Goal 1 » What does the OID Server reduce, according to the page on using the OID Server at OPR?

Text shown »
_ _ _ _ _ _ _
SLAC PEP-II
BABAR
SLAC<->RAL
Babar logo
HEPIC E,S & H Databases PDG HEP preprints
Organization Detector Computing Physics Documentation
Personnel Glossary Sitemap Search Hypernews
Unwrap page!
Computing Search
Who's who?
Meetings
FAQ Homepage
Archive
Environment
Online SW
Offline
Workbook
Simulation
Reconstruction
Data Distribution
Beta
Beta Tools
Event display
Code releases
Databases:
Hot Items!
About Us
Meetings
General DB info
Conditions DB
Event Store
Online DB
Links
Check this page for HTML 4.01 Transitional compliance with the
W3C Validator
(More checks...)

Using the OID Server at OPR

October 11, 2000

Igor Gaponenko (gapon@slac.stanford.edu) 

0. Introduction

This document is a simple guide on the use of the "Remote OID Server Facility" to those who are responsible for running the OPR farm.

The OID Server facility provides more efficient access to the Conditions/DB from multiple jobs processing the same set of runs simultaneously. The server reduces the overall traffic between these jobs and Objectivity servers by caching significant amount of information related to the Conditions/DB at its transient memory cache.
_ _ _ _ _ _ _
Extracted information »

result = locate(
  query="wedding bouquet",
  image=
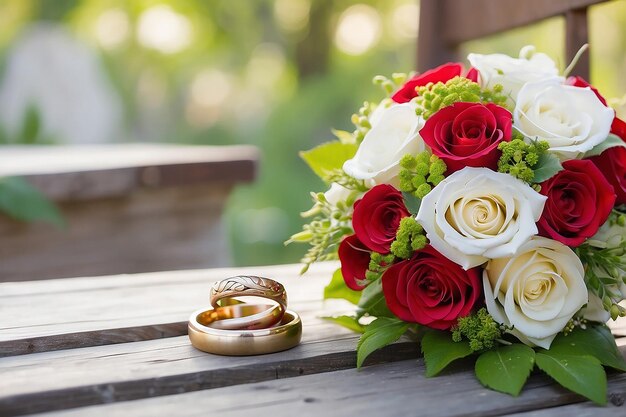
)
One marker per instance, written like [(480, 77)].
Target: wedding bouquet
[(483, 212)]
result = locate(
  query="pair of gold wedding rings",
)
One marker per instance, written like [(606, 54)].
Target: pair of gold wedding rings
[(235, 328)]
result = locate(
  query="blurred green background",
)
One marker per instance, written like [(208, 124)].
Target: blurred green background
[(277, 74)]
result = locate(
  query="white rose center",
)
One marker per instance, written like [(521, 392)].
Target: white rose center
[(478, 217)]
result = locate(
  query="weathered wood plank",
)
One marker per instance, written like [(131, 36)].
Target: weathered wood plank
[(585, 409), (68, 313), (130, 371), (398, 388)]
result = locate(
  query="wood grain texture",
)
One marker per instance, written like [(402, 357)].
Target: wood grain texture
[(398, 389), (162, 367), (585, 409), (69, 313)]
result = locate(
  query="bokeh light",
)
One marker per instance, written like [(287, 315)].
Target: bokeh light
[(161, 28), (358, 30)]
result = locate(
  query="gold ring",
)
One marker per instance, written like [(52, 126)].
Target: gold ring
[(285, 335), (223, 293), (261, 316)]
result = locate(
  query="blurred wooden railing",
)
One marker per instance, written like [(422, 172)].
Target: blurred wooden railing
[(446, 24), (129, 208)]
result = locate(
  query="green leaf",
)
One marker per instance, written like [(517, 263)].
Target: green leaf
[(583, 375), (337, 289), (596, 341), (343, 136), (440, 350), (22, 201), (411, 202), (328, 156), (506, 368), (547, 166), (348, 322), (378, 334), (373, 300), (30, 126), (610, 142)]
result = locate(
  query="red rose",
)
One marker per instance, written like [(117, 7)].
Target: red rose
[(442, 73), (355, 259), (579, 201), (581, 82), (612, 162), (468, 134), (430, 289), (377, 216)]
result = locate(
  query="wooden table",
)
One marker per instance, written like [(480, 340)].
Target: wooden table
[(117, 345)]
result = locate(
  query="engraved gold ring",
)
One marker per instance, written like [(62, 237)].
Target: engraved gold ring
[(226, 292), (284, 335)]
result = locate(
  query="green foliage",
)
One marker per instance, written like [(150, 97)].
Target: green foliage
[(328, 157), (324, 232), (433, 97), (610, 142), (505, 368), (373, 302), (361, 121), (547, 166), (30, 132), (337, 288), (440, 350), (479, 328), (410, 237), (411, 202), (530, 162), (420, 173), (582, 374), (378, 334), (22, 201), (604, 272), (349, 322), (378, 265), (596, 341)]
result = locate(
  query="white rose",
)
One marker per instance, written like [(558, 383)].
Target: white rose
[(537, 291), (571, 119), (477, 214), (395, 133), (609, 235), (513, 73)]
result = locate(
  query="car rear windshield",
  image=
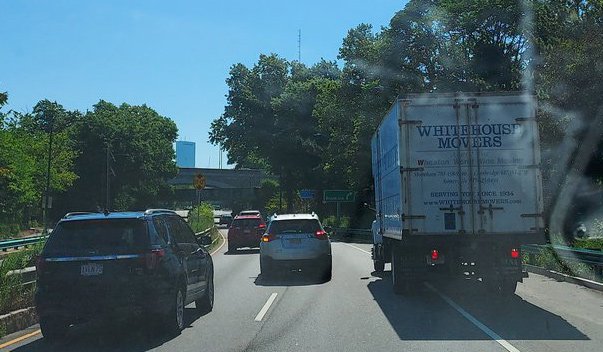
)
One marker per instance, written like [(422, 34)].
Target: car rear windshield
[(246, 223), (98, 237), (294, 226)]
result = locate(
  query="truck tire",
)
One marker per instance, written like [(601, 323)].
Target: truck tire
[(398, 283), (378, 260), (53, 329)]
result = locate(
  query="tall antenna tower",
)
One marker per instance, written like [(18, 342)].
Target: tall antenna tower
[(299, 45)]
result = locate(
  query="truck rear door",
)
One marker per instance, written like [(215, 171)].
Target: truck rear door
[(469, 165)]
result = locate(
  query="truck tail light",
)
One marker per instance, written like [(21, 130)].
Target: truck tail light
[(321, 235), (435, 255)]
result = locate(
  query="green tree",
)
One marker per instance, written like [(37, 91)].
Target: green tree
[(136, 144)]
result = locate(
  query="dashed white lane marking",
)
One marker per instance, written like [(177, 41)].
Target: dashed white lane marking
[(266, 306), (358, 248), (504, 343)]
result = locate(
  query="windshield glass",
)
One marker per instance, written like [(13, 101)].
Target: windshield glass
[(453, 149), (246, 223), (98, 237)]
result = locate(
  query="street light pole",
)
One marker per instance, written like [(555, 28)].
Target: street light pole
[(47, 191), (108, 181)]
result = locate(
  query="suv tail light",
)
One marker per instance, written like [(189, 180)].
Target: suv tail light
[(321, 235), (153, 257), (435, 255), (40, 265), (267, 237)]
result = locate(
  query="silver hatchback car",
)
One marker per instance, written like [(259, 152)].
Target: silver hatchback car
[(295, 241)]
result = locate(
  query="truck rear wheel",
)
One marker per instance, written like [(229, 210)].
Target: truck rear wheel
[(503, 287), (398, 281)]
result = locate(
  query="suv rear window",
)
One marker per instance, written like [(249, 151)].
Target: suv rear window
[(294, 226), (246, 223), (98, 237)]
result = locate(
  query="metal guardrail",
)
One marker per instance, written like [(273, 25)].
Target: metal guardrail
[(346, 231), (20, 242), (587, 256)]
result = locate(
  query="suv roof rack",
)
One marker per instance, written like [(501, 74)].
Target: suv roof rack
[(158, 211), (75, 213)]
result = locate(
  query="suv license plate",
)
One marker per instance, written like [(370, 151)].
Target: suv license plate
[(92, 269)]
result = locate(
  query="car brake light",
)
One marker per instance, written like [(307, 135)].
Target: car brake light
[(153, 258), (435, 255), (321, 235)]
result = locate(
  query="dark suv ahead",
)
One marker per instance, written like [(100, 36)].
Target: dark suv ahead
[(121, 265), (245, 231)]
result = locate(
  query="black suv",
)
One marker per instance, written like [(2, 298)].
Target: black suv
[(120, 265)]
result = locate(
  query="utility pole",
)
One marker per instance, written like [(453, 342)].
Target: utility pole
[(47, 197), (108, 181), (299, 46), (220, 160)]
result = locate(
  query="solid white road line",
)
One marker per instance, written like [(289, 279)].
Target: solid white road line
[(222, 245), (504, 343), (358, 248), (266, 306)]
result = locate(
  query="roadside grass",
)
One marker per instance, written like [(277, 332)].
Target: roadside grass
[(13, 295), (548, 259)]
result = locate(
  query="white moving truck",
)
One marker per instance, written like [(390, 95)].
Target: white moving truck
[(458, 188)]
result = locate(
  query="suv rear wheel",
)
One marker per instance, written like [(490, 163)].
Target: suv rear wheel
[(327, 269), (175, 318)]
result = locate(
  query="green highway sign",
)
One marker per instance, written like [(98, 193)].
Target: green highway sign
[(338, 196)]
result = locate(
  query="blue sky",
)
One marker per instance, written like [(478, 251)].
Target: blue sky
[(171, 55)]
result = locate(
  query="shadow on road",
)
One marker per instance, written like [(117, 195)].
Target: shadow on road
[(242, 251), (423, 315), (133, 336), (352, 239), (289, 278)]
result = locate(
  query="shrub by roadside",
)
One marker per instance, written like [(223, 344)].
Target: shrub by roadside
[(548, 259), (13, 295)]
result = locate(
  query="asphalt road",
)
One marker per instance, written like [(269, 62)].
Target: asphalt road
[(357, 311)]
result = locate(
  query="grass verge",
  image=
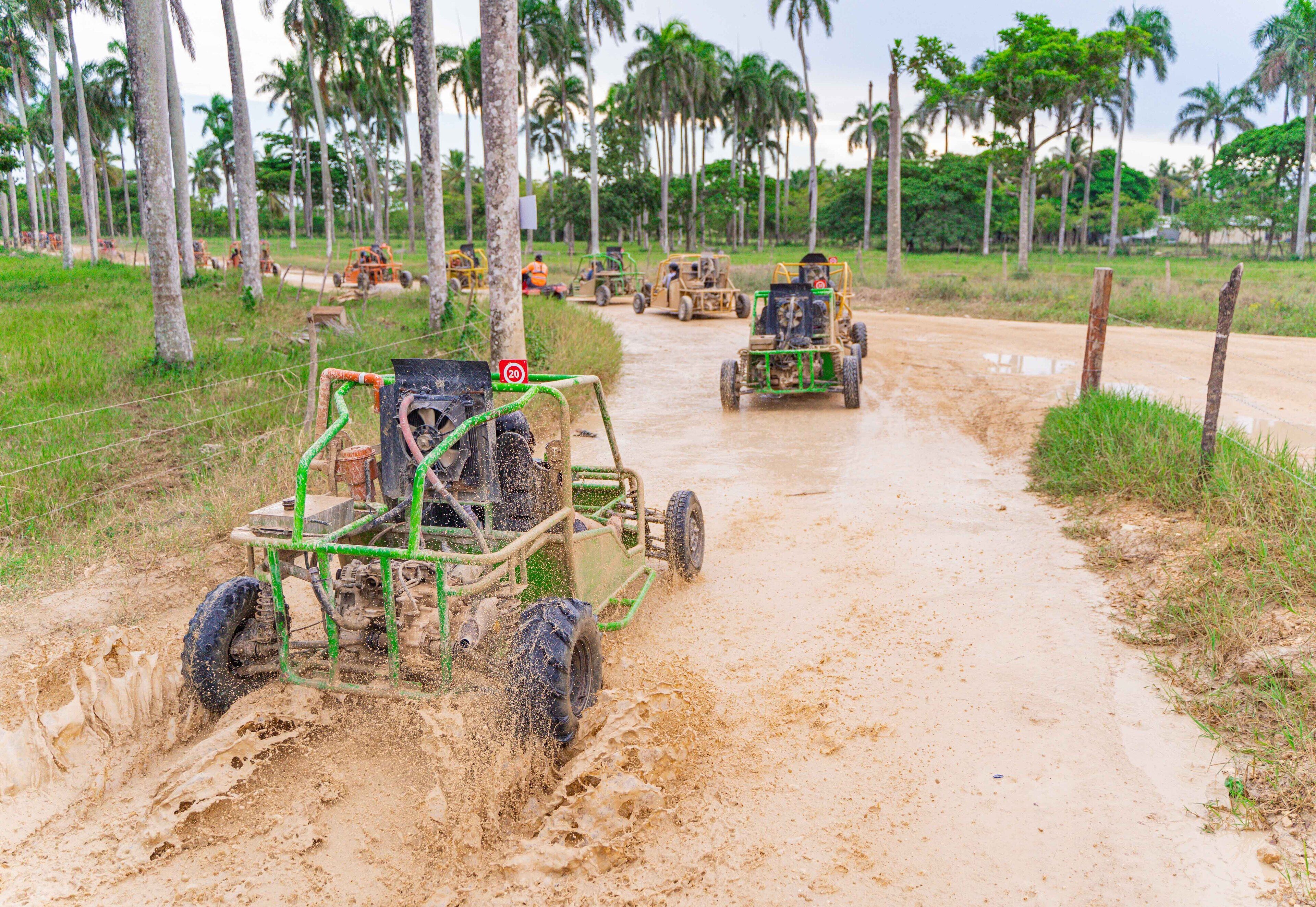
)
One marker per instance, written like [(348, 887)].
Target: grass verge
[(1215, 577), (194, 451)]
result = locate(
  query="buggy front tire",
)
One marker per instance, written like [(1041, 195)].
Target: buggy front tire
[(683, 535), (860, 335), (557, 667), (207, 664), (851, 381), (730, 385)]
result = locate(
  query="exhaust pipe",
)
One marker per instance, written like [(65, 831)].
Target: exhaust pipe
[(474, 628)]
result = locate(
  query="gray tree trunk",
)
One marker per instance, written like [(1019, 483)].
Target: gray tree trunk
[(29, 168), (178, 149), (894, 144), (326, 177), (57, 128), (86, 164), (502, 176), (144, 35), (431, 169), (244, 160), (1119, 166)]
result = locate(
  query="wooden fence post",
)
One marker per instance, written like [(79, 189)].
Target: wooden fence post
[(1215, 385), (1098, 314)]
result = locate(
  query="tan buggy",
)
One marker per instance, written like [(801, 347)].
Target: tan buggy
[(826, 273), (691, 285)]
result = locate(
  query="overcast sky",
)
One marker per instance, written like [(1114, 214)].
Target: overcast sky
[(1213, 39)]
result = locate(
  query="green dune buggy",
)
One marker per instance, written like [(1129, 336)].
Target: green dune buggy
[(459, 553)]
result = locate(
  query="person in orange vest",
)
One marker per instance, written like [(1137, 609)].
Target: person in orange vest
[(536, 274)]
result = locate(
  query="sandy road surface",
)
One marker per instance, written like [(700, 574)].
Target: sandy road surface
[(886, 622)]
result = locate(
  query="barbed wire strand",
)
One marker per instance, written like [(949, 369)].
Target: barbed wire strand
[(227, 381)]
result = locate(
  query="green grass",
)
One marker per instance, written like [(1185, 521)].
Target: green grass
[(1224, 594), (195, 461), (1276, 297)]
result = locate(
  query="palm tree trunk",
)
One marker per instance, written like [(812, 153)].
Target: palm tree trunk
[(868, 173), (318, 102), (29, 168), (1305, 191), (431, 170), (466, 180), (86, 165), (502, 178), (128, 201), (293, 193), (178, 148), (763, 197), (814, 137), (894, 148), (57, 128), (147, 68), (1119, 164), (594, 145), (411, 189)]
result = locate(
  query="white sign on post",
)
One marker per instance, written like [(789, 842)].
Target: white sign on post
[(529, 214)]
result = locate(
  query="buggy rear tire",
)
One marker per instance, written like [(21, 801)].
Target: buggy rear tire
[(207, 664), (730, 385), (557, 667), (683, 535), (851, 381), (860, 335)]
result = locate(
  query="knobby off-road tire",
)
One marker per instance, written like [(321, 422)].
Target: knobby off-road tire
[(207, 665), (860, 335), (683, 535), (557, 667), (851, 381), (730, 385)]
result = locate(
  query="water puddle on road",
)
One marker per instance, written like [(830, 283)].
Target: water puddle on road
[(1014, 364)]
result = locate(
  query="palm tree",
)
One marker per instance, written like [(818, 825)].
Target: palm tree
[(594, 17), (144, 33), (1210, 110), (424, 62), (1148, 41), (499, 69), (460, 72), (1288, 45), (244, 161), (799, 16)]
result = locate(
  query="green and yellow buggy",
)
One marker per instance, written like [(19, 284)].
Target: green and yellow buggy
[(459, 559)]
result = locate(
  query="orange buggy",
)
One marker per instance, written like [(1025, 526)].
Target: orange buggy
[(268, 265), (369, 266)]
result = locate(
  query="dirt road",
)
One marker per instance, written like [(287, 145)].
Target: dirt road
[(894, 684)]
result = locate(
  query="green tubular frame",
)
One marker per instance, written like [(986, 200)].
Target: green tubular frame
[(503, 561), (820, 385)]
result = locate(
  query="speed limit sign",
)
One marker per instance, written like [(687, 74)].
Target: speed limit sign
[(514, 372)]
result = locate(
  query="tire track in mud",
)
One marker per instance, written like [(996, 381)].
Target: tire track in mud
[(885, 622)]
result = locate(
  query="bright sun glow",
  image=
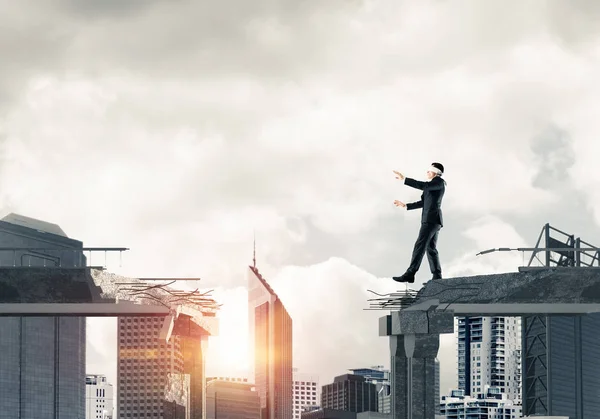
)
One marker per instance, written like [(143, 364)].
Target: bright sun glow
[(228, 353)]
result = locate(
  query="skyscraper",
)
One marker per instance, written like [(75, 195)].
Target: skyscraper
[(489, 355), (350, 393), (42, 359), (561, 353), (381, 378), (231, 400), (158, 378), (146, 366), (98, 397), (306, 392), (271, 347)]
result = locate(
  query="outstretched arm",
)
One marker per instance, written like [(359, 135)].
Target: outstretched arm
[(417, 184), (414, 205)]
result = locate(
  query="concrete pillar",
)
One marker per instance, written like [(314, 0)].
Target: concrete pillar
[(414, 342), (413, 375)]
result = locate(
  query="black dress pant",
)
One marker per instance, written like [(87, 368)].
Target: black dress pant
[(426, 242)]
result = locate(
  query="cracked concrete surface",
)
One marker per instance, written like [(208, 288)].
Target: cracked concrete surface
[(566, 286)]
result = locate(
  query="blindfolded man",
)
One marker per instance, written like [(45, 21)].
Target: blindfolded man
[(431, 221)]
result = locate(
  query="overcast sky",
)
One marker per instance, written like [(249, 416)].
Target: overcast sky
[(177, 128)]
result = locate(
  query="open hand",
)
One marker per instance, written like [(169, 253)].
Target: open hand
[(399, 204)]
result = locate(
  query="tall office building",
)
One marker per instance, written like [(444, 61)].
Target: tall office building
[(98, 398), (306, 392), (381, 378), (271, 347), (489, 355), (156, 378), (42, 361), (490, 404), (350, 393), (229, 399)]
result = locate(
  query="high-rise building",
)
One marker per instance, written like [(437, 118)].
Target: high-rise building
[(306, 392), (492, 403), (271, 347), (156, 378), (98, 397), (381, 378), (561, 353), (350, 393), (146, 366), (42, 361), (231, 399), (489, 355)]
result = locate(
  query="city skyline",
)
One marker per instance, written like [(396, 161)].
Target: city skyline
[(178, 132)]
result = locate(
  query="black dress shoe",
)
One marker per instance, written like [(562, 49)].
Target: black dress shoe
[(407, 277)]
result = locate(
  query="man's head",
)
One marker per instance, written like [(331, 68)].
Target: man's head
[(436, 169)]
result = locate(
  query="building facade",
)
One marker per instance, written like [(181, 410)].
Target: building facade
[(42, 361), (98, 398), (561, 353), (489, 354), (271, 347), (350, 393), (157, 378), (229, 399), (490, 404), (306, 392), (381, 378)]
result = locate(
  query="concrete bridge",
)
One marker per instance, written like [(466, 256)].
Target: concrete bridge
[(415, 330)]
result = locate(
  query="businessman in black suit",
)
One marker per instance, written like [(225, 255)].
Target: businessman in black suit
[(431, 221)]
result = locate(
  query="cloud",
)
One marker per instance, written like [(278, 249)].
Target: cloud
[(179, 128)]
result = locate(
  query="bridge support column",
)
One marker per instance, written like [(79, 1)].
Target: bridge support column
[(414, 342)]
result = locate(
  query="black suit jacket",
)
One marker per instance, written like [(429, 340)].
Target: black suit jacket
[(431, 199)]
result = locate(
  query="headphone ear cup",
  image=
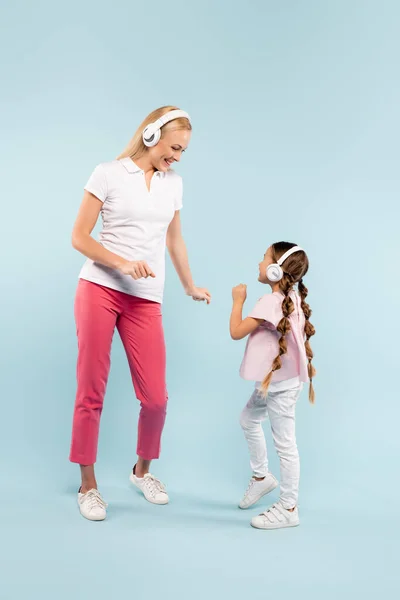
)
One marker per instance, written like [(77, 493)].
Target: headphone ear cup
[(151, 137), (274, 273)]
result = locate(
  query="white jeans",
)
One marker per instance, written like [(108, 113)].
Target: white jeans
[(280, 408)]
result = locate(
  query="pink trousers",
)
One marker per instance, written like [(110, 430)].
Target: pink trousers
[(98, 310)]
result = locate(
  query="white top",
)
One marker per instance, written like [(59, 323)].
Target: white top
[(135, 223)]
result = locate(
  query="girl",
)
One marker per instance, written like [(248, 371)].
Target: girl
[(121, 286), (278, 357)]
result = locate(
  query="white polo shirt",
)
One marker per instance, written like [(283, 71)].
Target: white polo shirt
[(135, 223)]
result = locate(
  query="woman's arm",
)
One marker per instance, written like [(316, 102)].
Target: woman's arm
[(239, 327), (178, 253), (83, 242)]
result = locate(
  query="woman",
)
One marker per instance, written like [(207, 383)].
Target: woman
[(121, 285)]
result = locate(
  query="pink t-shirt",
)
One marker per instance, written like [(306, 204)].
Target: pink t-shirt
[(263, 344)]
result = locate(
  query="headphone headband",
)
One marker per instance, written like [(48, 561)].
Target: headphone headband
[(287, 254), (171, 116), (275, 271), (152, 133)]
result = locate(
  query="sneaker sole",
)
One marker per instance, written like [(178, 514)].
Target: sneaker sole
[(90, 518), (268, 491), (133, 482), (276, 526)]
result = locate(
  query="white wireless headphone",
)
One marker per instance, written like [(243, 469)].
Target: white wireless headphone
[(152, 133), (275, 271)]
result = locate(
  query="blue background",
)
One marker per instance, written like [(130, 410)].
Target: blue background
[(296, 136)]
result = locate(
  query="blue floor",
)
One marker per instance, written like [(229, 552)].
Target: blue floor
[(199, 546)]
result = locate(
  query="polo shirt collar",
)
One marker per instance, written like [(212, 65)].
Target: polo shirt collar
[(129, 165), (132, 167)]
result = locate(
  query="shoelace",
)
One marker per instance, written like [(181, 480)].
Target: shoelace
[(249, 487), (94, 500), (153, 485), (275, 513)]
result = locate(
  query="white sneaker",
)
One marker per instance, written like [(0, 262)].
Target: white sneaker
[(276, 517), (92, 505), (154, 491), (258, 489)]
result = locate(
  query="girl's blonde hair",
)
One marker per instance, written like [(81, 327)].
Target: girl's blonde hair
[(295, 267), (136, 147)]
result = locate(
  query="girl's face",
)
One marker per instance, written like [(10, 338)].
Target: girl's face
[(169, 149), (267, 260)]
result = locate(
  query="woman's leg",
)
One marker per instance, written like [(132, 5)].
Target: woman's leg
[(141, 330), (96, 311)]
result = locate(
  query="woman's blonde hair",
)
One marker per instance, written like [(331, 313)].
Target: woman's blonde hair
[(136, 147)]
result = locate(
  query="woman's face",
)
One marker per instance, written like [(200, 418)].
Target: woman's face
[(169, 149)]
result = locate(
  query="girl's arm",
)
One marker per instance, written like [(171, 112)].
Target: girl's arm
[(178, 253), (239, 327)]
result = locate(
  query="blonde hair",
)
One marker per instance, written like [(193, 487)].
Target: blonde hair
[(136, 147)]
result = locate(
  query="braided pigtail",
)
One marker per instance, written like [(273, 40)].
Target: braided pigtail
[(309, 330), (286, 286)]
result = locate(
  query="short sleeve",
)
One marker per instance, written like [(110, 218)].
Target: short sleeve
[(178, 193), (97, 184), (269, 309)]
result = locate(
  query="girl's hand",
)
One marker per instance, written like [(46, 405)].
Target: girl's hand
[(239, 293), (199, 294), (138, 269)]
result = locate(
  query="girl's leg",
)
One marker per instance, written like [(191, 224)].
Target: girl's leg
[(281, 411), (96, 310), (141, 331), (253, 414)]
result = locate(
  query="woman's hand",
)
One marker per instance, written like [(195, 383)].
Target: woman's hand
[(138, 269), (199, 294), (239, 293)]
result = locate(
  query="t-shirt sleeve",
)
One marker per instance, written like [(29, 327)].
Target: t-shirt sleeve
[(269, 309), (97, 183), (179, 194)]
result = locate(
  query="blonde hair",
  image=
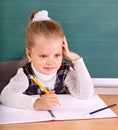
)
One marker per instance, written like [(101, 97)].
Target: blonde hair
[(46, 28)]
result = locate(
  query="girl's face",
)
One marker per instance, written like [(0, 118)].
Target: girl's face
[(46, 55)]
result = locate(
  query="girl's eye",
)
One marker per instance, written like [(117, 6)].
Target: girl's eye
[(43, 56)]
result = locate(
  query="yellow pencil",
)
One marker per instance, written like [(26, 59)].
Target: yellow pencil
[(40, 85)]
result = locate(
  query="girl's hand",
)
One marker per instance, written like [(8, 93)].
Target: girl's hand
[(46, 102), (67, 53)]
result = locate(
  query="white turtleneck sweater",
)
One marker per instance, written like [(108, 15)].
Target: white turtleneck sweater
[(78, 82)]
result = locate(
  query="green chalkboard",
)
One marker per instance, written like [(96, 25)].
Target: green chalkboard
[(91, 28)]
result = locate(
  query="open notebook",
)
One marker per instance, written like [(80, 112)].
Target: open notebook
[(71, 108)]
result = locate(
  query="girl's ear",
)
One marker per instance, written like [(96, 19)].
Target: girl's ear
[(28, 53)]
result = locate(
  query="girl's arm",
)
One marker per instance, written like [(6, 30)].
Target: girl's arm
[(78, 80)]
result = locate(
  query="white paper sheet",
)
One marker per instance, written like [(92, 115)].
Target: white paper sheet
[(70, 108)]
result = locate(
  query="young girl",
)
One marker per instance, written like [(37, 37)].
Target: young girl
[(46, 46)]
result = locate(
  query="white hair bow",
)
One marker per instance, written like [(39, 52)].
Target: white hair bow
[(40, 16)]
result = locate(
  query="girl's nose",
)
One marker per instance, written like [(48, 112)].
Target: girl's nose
_ _ _ _ _ _ _
Goal 2 » Pick out every line in the rows that contains the string "shrub", and copy each one in full. Case counts.

Response 1 » It reduces the overall traffic between the jobs and the Objectivity servers.

Response 2 »
  query="shrub by roadside",
Target: shrub by roadside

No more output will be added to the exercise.